Текст для чтения =
------------------------------------------------------------------------
Рим – одна из древних империй, составляющих как прообраз множества европейских держав, так и культурный космос (по-своему соразмерный космосу естественнонаучному или природному).

Не по его ли следу движется современный автор, Глеб Шульпяков, когда говорит о таинственной связи времён (на распад которой некогда сетовал шекспировский Гамлет)? Не у Мандельштама ли перенимает современный поэт двуединое сочетание личностной космологии и космологии имперской?

Шульпяков пишет («Римское»):

жить в руинах, бока подпирая
пирамидами старых богов
а трава-то, трава-то какая –
по колено зарос рыболов
для тебя это тысячелетья,
а ему завтра утром в поход,
так давай же, забрасывай сети
рыбка ловится – время течёт


Видно, что к мандельштамовской имперской теме Глеб Шульпяков относит свою собственную авторскую рему и вообще видит Рим (а также другие исторические развалины или исторические святыни) несколько иначе, нежели Мандельштам, поскольку избирает иной угол зрения. Для акмеиста Мандельштама с его конкретным виденьем мира, с его обострённым эстетизмом Рим (а также другие центры мира) – это всё-таки пространственное образование. В качестве многоступенчатой постройки или некоего метафизического леса Мандельштам воспринимает далеко не только Рим, но также, например, – собор Notre Dame в Париже (говоря об удивительных рёбрах мощного архитектурного целого). При своей точечной эстетике Мандельштам не является поэтом лирически камерным, напротив, он вторит космически весомым мирам Державина. 

Очевидно иным путём следует Шульпяков, фактически противопоставляя архитектурной тяжести, весомости тех или иных конструкций реку или ручеёк, который течёт от эпохи к эпохе. Этот таинственный поток носит не помпезный, а укромный характер, причём упомянутые автором тысячелетья контрастно подчёркивают экзистенциальный минимализм, неизбежный там, где на крупном эпическом фоне является, брезжит фигурка рыбака (или мыслителя: собирателя времени). Неизбежно вспоминается державинская река времён, которая неумолимо «уносит все дела людей…» Но если у Державина полноводная река, подобно потопу, поглощает народы, царства и царей, то у современного автора в контрастном соседстве с потоком истории является трогательная хрупкость (а значит, и особая ценность) человеческого существования, является «мыслящий тростник». Любопытно и примечательно, что Пушкин – задолго до Шульпякова – переосмысляет державинскую реку времён в русле экзистенциального минимализма, фактически противопоставляя личностное начало эпической мощи, присущей ходу мировой истории («Пора, мой друг, пора! покоя сердце просит – / Летят за днями дни, и каждый час уносит
Частичку бытия…»). Бытию как крупному (и возможно, необозримому) целому латентно противопоставлены час и частичка (в их читаемом звуковом сходстве). Частичке семантически соответствует и человек у Шульпякова – человек, который едва заметен: «По колено зарос рыболов…»
------------------------------------------------------------------------
Задания =
a – Переведите на английский язык предложение из текста о Риме у Мандельштама и Шульпякова: «Для акмеиста Мандельштама с его конкретным виденьем мира, с его обострённым эстетизмом Рим (а также другие центры мира) – это всё-таки пространственное образование».
b – Воспроизведите без изменений фрагмент текста о Риме у Мандельштама и Шульпякова между словами «Рим – одна из» и «естественнонаучному или природному).» включительно.
c – Какой собор, согласно тексту о Риме у Мандельштама и Шульпякова, Мандельштам тоже воспринимает как многоступенчатую постройку?
------------------------------------------------------------------------
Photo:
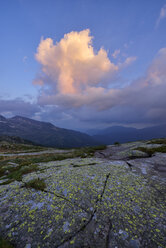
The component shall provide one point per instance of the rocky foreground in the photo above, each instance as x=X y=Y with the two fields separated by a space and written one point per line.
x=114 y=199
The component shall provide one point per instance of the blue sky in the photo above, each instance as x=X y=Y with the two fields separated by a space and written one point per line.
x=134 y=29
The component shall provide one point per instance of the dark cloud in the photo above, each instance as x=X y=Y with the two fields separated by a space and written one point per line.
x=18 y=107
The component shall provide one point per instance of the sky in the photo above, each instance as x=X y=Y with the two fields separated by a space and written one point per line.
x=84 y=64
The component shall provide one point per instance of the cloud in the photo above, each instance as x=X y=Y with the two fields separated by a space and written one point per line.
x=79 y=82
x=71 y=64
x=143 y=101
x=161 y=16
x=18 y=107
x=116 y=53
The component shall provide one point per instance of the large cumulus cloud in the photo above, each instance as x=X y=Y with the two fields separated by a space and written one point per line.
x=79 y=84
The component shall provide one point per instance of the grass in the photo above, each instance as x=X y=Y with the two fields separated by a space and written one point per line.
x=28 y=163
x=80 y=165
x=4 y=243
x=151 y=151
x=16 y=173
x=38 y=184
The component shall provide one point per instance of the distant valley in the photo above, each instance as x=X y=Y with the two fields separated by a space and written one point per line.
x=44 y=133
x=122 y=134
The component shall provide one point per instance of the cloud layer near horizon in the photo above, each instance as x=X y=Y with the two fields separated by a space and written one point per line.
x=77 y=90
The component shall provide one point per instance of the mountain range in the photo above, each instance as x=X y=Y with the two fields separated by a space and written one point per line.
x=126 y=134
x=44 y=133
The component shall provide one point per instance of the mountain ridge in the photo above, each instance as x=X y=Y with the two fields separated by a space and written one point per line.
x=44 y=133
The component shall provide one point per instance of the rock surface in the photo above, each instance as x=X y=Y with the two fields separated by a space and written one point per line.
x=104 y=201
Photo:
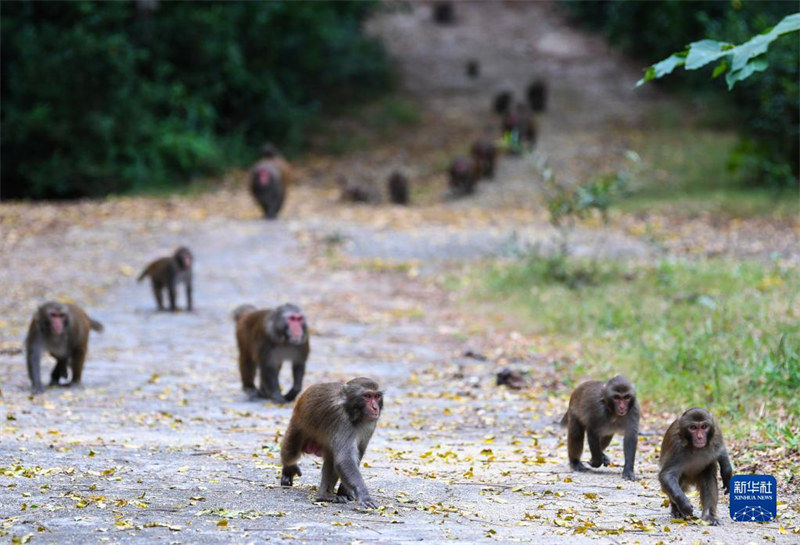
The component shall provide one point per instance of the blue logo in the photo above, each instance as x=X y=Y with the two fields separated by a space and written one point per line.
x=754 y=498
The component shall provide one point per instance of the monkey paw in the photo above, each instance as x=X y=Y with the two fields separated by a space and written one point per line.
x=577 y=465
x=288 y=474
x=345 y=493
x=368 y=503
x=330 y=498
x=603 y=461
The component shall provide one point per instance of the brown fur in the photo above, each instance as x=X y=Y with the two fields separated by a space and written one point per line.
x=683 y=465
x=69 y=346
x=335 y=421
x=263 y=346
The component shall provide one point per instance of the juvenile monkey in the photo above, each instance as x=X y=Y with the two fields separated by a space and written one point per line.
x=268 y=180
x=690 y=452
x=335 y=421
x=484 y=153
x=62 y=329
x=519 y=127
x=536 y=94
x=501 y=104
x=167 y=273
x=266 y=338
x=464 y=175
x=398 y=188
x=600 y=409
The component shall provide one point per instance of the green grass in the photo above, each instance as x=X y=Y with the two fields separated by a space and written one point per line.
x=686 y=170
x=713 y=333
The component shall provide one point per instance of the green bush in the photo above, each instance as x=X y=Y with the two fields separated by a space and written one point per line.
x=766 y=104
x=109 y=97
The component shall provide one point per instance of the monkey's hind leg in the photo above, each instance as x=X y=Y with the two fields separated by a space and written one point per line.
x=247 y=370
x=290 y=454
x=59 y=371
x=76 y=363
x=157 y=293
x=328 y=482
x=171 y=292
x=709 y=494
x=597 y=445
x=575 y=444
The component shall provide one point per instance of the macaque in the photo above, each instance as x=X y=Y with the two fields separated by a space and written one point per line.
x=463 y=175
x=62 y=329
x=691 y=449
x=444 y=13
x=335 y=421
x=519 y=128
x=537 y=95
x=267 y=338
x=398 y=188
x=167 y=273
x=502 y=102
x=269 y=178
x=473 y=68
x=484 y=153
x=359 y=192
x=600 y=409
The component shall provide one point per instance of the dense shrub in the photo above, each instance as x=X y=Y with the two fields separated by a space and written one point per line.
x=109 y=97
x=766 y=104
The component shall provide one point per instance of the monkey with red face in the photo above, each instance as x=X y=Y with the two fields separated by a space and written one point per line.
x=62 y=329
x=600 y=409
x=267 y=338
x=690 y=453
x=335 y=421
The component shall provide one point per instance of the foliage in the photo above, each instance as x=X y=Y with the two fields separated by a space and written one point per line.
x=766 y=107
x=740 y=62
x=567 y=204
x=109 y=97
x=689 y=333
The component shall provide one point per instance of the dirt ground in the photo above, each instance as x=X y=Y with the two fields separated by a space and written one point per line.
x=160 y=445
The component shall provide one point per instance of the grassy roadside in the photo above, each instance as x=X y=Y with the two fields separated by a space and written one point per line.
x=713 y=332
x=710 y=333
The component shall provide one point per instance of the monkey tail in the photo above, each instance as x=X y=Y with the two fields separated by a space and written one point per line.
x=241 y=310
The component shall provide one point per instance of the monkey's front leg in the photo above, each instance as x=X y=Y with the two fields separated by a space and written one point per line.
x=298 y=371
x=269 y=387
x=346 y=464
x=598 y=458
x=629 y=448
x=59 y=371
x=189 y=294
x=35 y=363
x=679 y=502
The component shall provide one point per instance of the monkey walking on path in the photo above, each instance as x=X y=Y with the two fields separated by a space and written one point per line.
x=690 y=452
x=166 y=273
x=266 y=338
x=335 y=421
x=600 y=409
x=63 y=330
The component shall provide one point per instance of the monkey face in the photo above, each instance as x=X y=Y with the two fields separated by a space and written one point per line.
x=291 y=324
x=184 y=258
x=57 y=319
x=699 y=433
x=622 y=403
------------------------------------------------------------------------
Ответы к заданиям =
a – For Mandelstam the Acmeist, with his concrete vision of the world and his heightened aestheticism, Rome (as well as other centers of the world) is, after all, a spatial formation.

b –
Рим – одна из древних империй, составляющих как прообраз множества европейских держав, так и культурный космос (по-своему соразмерный космосу естественнонаучному или природному).

c – Собор Notre Dame в Париже.